---- Input material

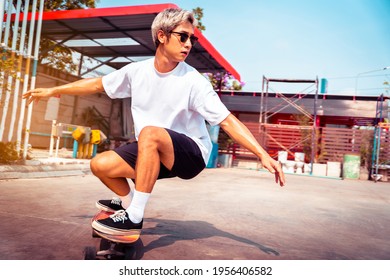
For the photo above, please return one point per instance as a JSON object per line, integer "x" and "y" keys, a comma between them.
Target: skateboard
{"x": 112, "y": 246}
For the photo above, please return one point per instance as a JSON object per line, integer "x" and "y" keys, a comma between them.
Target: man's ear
{"x": 161, "y": 37}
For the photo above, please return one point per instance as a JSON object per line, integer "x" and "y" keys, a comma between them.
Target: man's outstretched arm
{"x": 81, "y": 87}
{"x": 241, "y": 134}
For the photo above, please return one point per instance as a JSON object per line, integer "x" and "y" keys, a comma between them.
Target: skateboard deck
{"x": 115, "y": 246}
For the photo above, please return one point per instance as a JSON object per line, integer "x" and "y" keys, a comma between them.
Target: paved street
{"x": 221, "y": 214}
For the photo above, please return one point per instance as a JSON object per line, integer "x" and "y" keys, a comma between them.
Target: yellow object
{"x": 79, "y": 134}
{"x": 95, "y": 137}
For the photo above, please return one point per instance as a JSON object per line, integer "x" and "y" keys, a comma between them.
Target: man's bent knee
{"x": 97, "y": 164}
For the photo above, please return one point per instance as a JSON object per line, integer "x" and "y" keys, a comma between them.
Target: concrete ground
{"x": 222, "y": 214}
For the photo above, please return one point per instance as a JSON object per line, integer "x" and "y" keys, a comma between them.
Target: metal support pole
{"x": 19, "y": 72}
{"x": 33, "y": 78}
{"x": 10, "y": 77}
{"x": 314, "y": 134}
{"x": 26, "y": 73}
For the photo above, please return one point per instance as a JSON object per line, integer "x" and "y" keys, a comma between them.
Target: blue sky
{"x": 340, "y": 40}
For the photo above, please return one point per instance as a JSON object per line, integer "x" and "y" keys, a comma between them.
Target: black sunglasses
{"x": 184, "y": 37}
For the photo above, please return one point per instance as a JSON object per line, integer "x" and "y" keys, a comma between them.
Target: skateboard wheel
{"x": 90, "y": 253}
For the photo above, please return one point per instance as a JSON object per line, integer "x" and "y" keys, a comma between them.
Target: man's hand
{"x": 274, "y": 167}
{"x": 37, "y": 94}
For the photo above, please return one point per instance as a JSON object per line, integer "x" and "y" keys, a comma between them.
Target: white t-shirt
{"x": 180, "y": 100}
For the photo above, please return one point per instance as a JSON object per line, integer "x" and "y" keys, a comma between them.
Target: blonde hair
{"x": 169, "y": 19}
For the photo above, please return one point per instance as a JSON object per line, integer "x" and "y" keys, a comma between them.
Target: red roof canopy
{"x": 130, "y": 22}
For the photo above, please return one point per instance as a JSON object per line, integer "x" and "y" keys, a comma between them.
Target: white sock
{"x": 137, "y": 206}
{"x": 126, "y": 200}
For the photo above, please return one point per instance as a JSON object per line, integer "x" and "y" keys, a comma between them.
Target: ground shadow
{"x": 171, "y": 231}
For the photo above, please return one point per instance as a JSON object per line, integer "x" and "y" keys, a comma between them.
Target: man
{"x": 170, "y": 103}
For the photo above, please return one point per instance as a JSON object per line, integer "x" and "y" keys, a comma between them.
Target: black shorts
{"x": 188, "y": 157}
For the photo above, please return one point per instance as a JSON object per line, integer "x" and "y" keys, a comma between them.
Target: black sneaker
{"x": 117, "y": 224}
{"x": 112, "y": 205}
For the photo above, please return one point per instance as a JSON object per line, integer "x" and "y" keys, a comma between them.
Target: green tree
{"x": 53, "y": 54}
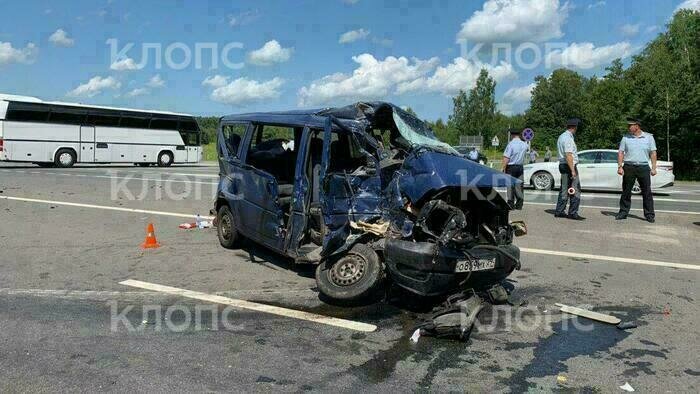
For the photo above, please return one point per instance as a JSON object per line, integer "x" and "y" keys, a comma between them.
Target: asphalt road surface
{"x": 68, "y": 237}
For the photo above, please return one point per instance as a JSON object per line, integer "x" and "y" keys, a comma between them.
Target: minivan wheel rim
{"x": 348, "y": 271}
{"x": 65, "y": 158}
{"x": 542, "y": 181}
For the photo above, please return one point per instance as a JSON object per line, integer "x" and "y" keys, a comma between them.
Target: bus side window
{"x": 233, "y": 135}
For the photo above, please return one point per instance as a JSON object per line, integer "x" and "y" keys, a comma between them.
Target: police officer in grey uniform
{"x": 637, "y": 149}
{"x": 568, "y": 159}
{"x": 513, "y": 158}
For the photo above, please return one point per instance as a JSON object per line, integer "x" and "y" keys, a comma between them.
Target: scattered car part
{"x": 601, "y": 317}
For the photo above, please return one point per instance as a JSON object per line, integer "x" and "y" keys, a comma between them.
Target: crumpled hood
{"x": 428, "y": 171}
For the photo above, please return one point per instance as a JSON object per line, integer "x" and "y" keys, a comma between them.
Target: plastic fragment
{"x": 415, "y": 336}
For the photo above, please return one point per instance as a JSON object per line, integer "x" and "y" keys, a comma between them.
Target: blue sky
{"x": 291, "y": 54}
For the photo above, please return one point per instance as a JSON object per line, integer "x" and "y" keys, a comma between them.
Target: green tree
{"x": 664, "y": 80}
{"x": 554, "y": 100}
{"x": 475, "y": 113}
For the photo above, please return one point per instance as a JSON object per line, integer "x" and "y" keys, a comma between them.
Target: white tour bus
{"x": 62, "y": 134}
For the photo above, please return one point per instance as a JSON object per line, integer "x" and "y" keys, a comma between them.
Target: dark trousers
{"x": 515, "y": 193}
{"x": 568, "y": 182}
{"x": 642, "y": 175}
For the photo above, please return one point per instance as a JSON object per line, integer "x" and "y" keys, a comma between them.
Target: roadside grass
{"x": 209, "y": 151}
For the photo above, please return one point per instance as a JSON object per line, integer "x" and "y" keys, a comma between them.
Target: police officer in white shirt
{"x": 513, "y": 158}
{"x": 637, "y": 149}
{"x": 568, "y": 159}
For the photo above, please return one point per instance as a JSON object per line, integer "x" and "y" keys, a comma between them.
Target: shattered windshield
{"x": 417, "y": 132}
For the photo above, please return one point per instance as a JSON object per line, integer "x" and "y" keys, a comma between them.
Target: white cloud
{"x": 385, "y": 42}
{"x": 596, "y": 4}
{"x": 630, "y": 30}
{"x": 138, "y": 92}
{"x": 585, "y": 55}
{"x": 461, "y": 74}
{"x": 9, "y": 54}
{"x": 155, "y": 82}
{"x": 519, "y": 94}
{"x": 242, "y": 91}
{"x": 126, "y": 64}
{"x": 372, "y": 79}
{"x": 689, "y": 4}
{"x": 353, "y": 35}
{"x": 243, "y": 18}
{"x": 216, "y": 81}
{"x": 60, "y": 39}
{"x": 270, "y": 53}
{"x": 516, "y": 99}
{"x": 95, "y": 86}
{"x": 515, "y": 21}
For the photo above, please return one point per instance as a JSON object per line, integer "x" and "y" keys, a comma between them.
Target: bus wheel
{"x": 64, "y": 158}
{"x": 165, "y": 159}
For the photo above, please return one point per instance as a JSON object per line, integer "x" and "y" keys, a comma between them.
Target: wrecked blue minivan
{"x": 367, "y": 193}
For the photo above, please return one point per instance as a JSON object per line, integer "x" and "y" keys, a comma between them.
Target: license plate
{"x": 475, "y": 265}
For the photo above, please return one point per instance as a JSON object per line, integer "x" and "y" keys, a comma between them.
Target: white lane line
{"x": 106, "y": 294}
{"x": 610, "y": 258}
{"x": 552, "y": 204}
{"x": 133, "y": 178}
{"x": 243, "y": 304}
{"x": 594, "y": 196}
{"x": 182, "y": 174}
{"x": 105, "y": 207}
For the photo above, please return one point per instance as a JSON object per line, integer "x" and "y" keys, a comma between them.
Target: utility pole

--------

§ Stated exercise
From the material above, reproduce everything verbatim except the pictures.

§ Result
For the photo above, please return one point per instance as a JSON object per line, integer "x" and "y" keys, a comma between them.
Target: skateboard
{"x": 112, "y": 246}
For the photo above, please return one point per instance as a JSON object per line, integer "x" and "y" keys, a comma between them.
Target: man's ear
{"x": 161, "y": 37}
For the photo above, please return one point per instance as a JSON object per line, integer "x" and "y" keys, a comma between them.
Target: man's outstretched arm
{"x": 81, "y": 87}
{"x": 241, "y": 134}
For the photo above, please return one point per instance as a JSON object per line, integer "x" and "y" keys, a comma between them.
Target: skateboard deck
{"x": 115, "y": 246}
For the photo above, please return one point per instance as a JSON object per line, integer "x" and "y" keys, a comma between them.
Target: paved street
{"x": 221, "y": 214}
For the photo above, please return one point per instance as a JSON object per line, integer "x" and "y" keys, a comma between them.
Target: yellow object
{"x": 79, "y": 134}
{"x": 95, "y": 137}
For the photo above, please return one point per instance as a JSON object per line, integer "x" and "y" keys, a comma between them.
Target: man's bent knee
{"x": 97, "y": 164}
For the photo above, please return one point per instance as a JSON object per line, integer "x" and "y" keys, a comma between them.
Target: concrete ground
{"x": 222, "y": 214}
For the photo above, please return one point per instance as a JSON object per line, integer "x" and "y" keys, a comma between them.
Target: metal support pole
{"x": 19, "y": 72}
{"x": 33, "y": 78}
{"x": 10, "y": 77}
{"x": 314, "y": 134}
{"x": 26, "y": 73}
For the photo above, please return one point per instance as a JSON object per line, integer "x" and "y" keys, a comma between them.
Target: blue sky
{"x": 340, "y": 40}
For the photo above, please return one point per instance as a JSON object per line, integer "x" and "y" keys, a comma between them.
Target: black sunglasses
{"x": 184, "y": 37}
For the photo above, please return one point per instance as a JSON object per line, integer "x" and "y" keys, a comma between them.
Target: skateboard wheel
{"x": 90, "y": 253}
For the photo above, please return one point per instance as a JSON object per line, integer "x" and "y" keys, a comma between them.
Target: man's hand
{"x": 274, "y": 167}
{"x": 37, "y": 94}
For the photo above, please return one point per instance as a JSON object per line, integer "x" and "y" keys, a comma between them.
Target: white t-shirt
{"x": 180, "y": 100}
For the photo above, please return one point per instance as a JSON object per line, integer "x" and "y" keys, a comma between them.
Target: blonde hair
{"x": 169, "y": 19}
For the photo above, please return one point per instance as a JSON object per line, integer "x" and "y" keys, a comma between them.
Target: red roof canopy
{"x": 130, "y": 22}
For the photo above, please return one point per instance as a JSON object per line, integer "x" and "y" keys, a comma between them.
Target: white sock
{"x": 137, "y": 206}
{"x": 126, "y": 200}
For the photo above, please return one point per instance as a JSON object per line, integer "x" and "y" keys, a comma between them.
Target: ground shadow
{"x": 171, "y": 231}
For the photo above, please return one point per instance as a JSON object per line, integer "x" and "y" keys, a comma between them.
Target: man
{"x": 170, "y": 103}
For the photo above, please return one point per instance as a JSON object per line, integer "x" and "y" keys, a comma between them.
Target: black shorts
{"x": 188, "y": 157}
For the photo above, please return one point per instance as a JSON object per line, integer "x" and "y" keys, a comma between them.
Target: black sneaker
{"x": 117, "y": 224}
{"x": 112, "y": 205}
For the photo above, please return one point per instance as a JSON object per line, integer "x" and "y" keys, a comma between them.
Target: green tree
{"x": 53, "y": 54}
For the photo above, please return one point per instance as a JSON object per line, integer "x" and "y" keys, a comma between them.
Target: asphalt road surface
{"x": 68, "y": 237}
For the photo above, please return one point per instance as a JSON object per line, integer "x" and "y" keys, a comma between them.
Target: minivan wheel rim
{"x": 348, "y": 271}
{"x": 65, "y": 158}
{"x": 542, "y": 181}
For the photo above, please return one point per instance as a JSON object per line, integer "x" and "y" keys, a comma between them.
Target: bus side window
{"x": 233, "y": 135}
For the photo above, please return one point per instance as a JSON object per line, integer "x" and "y" keys, a comma between them.
Target: police officer in grey uniform
{"x": 637, "y": 149}
{"x": 568, "y": 159}
{"x": 513, "y": 158}
For the photo above, please return one point per instance as a JSON object per line, integer "x" and "y" keys, a comma between them.
Target: scattered car part
{"x": 601, "y": 317}
For the photo above, please return one point per instance as a JSON object per line, integer "x" and "y" keys, a comma between them.
Target: crumpled hood
{"x": 428, "y": 171}
For the photo above, please return one point per instance as a JSON object per line, integer "x" and "y" keys, a comma between them.
Target: plastic fragment
{"x": 415, "y": 336}
For the photo above, please return one point per instance as a JSON object per line, integer "x" and "y" keys, a comma between them.
Target: blue sky
{"x": 291, "y": 54}
For the photo above, please return one point per instance as a JSON object per line, integer "x" and "y" keys, a comma between them.
Target: green tree
{"x": 664, "y": 80}
{"x": 554, "y": 100}
{"x": 475, "y": 113}
For the photo above, please return one point per instance as a JSON object per line, integer "x" and "y" keys, a comma between them.
Target: white tour bus
{"x": 62, "y": 134}
For the photo above, please return one point per instance as a JSON object per line, integer "x" and "y" keys, a comma between them.
Target: dark trousers
{"x": 515, "y": 193}
{"x": 568, "y": 182}
{"x": 642, "y": 175}
For the photo above, please return one point per instance as a JSON object per line, integer "x" and "y" keys, a comma between them.
Target: roadside grass
{"x": 209, "y": 151}
For the photo above, please return one point per instance as a JSON object per line, integer "x" and "y" keys, a comma between them.
Target: police officer in white shirt
{"x": 513, "y": 158}
{"x": 637, "y": 149}
{"x": 568, "y": 159}
For the photo above, please return one point per instance as a JSON object per line, integer "x" and "y" keys, a comma between them.
Target: shattered windshield
{"x": 417, "y": 132}
For the photo above, please return one point per instance as a JSON object per line, integer "x" and "y" keys, a comma between them.
Target: white cloud
{"x": 385, "y": 42}
{"x": 596, "y": 4}
{"x": 630, "y": 30}
{"x": 138, "y": 92}
{"x": 585, "y": 55}
{"x": 461, "y": 74}
{"x": 9, "y": 54}
{"x": 155, "y": 82}
{"x": 519, "y": 94}
{"x": 242, "y": 91}
{"x": 126, "y": 64}
{"x": 372, "y": 79}
{"x": 689, "y": 4}
{"x": 353, "y": 35}
{"x": 243, "y": 18}
{"x": 216, "y": 81}
{"x": 60, "y": 39}
{"x": 270, "y": 53}
{"x": 516, "y": 99}
{"x": 95, "y": 86}
{"x": 515, "y": 21}
For the photo above, please return one point per instance as a JSON object per line, integer "x" and "y" keys, a comma between them.
Target: bus wheel
{"x": 64, "y": 158}
{"x": 165, "y": 159}
For the photo above, please return one point per instance as a JSON object per line, integer "x" and "y" keys, a comma between them.
Target: wrecked blue minivan
{"x": 367, "y": 193}
For the photo above, please return one point per instance as a JSON object per line, integer "x" and "y" keys, a comma between them.
Target: license plate
{"x": 475, "y": 265}
For the photo above, please return one point per instance as a JSON object per line, integer "x" and "y" keys, a comma between them.
Target: white lane line
{"x": 106, "y": 294}
{"x": 610, "y": 258}
{"x": 552, "y": 204}
{"x": 133, "y": 178}
{"x": 243, "y": 304}
{"x": 594, "y": 196}
{"x": 182, "y": 174}
{"x": 105, "y": 207}
For the photo above, please return one point per instance as a JSON object per line, integer "x" and "y" keys, a comma between them.
Target: utility pole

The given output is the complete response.